■ Problem requirements
Please return each entry that follows exactly as given, but without pictures.

■ Data for review

▬▬▬▬▬▬

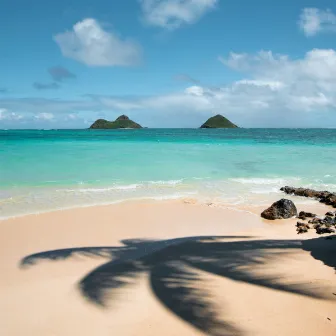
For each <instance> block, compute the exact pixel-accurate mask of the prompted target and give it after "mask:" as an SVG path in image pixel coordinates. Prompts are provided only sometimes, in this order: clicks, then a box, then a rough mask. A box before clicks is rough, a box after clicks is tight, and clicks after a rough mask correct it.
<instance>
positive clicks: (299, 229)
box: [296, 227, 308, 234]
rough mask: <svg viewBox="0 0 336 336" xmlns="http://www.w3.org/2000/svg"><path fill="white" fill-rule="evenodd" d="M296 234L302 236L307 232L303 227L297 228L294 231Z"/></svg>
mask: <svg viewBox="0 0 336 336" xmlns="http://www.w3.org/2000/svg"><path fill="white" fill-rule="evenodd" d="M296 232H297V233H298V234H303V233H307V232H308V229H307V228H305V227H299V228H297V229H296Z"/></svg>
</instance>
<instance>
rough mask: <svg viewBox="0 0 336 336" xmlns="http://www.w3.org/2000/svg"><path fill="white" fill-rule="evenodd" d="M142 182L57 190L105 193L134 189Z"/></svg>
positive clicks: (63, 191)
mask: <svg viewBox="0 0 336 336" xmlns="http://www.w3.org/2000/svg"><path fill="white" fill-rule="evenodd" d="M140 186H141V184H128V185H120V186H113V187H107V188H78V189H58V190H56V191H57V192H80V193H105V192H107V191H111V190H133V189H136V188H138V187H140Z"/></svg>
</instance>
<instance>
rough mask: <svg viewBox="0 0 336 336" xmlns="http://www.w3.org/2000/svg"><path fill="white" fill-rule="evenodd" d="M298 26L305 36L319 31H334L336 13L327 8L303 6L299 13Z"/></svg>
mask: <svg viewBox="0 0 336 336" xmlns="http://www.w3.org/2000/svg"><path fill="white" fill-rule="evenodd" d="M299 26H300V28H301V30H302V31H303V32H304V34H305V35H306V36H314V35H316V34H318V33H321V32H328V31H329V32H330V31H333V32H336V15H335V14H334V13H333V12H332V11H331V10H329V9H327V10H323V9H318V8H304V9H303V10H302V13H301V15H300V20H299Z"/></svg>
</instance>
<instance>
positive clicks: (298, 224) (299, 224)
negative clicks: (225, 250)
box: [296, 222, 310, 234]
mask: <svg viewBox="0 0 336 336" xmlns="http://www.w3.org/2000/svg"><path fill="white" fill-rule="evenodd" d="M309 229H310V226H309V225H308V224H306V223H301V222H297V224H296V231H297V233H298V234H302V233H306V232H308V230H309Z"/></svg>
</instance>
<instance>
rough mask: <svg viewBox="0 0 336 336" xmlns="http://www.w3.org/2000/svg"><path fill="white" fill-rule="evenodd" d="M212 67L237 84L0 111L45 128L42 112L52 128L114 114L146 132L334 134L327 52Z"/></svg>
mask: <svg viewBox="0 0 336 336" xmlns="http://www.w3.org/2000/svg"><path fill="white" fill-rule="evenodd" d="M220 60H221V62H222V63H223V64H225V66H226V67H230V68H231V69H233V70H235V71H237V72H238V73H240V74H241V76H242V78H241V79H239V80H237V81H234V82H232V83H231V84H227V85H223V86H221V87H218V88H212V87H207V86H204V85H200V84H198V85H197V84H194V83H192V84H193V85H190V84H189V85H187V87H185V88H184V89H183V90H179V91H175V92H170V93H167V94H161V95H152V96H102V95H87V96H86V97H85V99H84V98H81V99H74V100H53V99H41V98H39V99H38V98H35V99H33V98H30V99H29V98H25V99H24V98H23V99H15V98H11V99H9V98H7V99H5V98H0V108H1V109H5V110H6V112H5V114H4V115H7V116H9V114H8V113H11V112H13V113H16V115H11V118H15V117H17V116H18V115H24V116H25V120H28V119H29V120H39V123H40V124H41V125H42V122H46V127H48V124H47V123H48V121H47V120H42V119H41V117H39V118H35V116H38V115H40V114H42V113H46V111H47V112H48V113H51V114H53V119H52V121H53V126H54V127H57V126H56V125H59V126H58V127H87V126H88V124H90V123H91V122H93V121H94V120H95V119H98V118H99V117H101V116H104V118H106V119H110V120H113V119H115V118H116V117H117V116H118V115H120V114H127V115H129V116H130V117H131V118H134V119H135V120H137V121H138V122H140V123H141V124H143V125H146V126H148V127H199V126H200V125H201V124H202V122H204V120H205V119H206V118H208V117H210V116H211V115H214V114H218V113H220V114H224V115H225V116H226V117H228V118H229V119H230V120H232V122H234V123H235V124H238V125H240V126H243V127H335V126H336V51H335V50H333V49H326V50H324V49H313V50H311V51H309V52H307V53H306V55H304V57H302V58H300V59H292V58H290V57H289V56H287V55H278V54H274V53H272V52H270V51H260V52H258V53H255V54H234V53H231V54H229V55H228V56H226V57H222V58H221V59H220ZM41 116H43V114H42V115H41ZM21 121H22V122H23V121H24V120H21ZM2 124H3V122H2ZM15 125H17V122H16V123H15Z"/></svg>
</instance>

▬▬▬▬▬▬

■ Result of this task
For each <instance> block, compute the exact pixel-accurate mask of the prompted target and give it after "mask:" as an SVG path in image pixel coordinates. Prompts are provided only sometimes, in this order: clicks, then a box, then a rough mask. A box before clicks is rough, a box after clicks is tight, and clicks after a rough mask correct it.
<instance>
positive clicks: (299, 229)
box: [296, 227, 308, 234]
rough mask: <svg viewBox="0 0 336 336" xmlns="http://www.w3.org/2000/svg"><path fill="white" fill-rule="evenodd" d="M296 234L302 236L307 232L303 227L297 228L294 231Z"/></svg>
mask: <svg viewBox="0 0 336 336" xmlns="http://www.w3.org/2000/svg"><path fill="white" fill-rule="evenodd" d="M296 232H297V233H298V234H303V233H307V232H308V229H307V228H305V227H299V228H297V229H296Z"/></svg>
</instance>
<instance>
rough mask: <svg viewBox="0 0 336 336" xmlns="http://www.w3.org/2000/svg"><path fill="white" fill-rule="evenodd" d="M142 182L57 190L105 193L134 189Z"/></svg>
positive clicks: (63, 191)
mask: <svg viewBox="0 0 336 336" xmlns="http://www.w3.org/2000/svg"><path fill="white" fill-rule="evenodd" d="M140 186H141V184H128V185H120V186H113V187H107V188H78V189H58V190H56V191H57V192H80V193H105V192H107V191H111V190H133V189H136V188H138V187H140Z"/></svg>
</instance>
<instance>
rough mask: <svg viewBox="0 0 336 336" xmlns="http://www.w3.org/2000/svg"><path fill="white" fill-rule="evenodd" d="M298 26L305 36L319 31H334L336 13L327 8L303 6L299 13Z"/></svg>
mask: <svg viewBox="0 0 336 336" xmlns="http://www.w3.org/2000/svg"><path fill="white" fill-rule="evenodd" d="M299 26H300V28H301V30H302V31H303V32H304V34H305V35H306V36H314V35H316V34H318V33H321V32H328V31H329V32H330V31H333V32H336V15H335V14H334V13H333V12H332V11H331V10H329V9H327V10H323V9H318V8H304V9H303V10H302V13H301V15H300V20H299Z"/></svg>
</instance>
<instance>
positive clicks: (298, 224) (299, 224)
negative clicks: (225, 250)
box: [296, 222, 310, 234]
mask: <svg viewBox="0 0 336 336" xmlns="http://www.w3.org/2000/svg"><path fill="white" fill-rule="evenodd" d="M309 229H310V226H309V225H308V224H306V223H301V222H297V224H296V231H297V233H298V234H302V233H306V232H308V230H309Z"/></svg>
</instance>
<instance>
rough mask: <svg viewBox="0 0 336 336" xmlns="http://www.w3.org/2000/svg"><path fill="white" fill-rule="evenodd" d="M212 67L237 84L0 111L45 128L42 112L52 128L114 114L146 132L334 134L327 52Z"/></svg>
mask: <svg viewBox="0 0 336 336" xmlns="http://www.w3.org/2000/svg"><path fill="white" fill-rule="evenodd" d="M220 60H221V62H222V63H223V64H225V66H226V67H230V68H231V69H233V70H235V71H237V72H238V73H240V74H241V76H242V78H241V79H239V80H237V81H234V82H232V83H231V84H227V85H223V86H221V87H218V88H212V87H207V86H204V85H200V84H198V85H197V84H194V83H192V84H193V85H190V84H189V85H187V87H185V88H184V89H183V90H179V91H175V92H170V93H167V94H161V95H152V96H102V95H87V96H86V97H85V99H84V98H81V99H74V100H53V99H41V98H39V99H38V98H35V99H33V98H30V99H29V98H25V99H24V98H23V99H15V98H11V99H9V98H7V99H5V98H0V108H1V109H5V110H6V112H5V114H4V115H7V116H9V114H8V113H11V112H13V113H16V115H11V118H15V117H17V116H18V115H24V116H25V120H28V119H29V120H39V123H40V124H41V125H42V122H46V127H48V124H47V123H48V121H47V120H42V119H41V117H39V118H35V116H38V115H40V114H42V113H46V111H47V112H48V113H51V114H53V119H52V121H53V126H54V127H57V126H56V125H59V126H58V127H87V126H88V124H90V123H91V122H93V121H94V120H95V119H98V118H99V117H101V116H104V118H106V119H110V120H113V119H115V118H116V117H117V116H118V115H120V114H127V115H129V116H130V117H131V118H134V119H135V120H137V121H138V122H140V123H141V124H143V125H146V126H148V127H199V126H200V125H201V124H202V122H204V120H205V119H206V118H208V117H210V116H211V115H214V114H218V113H220V114H224V115H225V116H226V117H228V118H229V119H230V120H232V122H234V123H235V124H238V125H240V126H243V127H335V126H336V51H335V50H333V49H326V50H324V49H313V50H311V51H309V52H307V53H306V55H304V57H302V58H300V59H292V58H290V57H289V56H287V55H278V54H274V53H272V52H270V51H260V52H258V53H255V54H234V53H231V54H229V55H228V56H226V57H222V58H221V59H220ZM41 116H43V114H42V115H41ZM21 121H22V122H23V121H24V120H21ZM2 124H3V122H2ZM15 125H17V122H16V123H15Z"/></svg>
</instance>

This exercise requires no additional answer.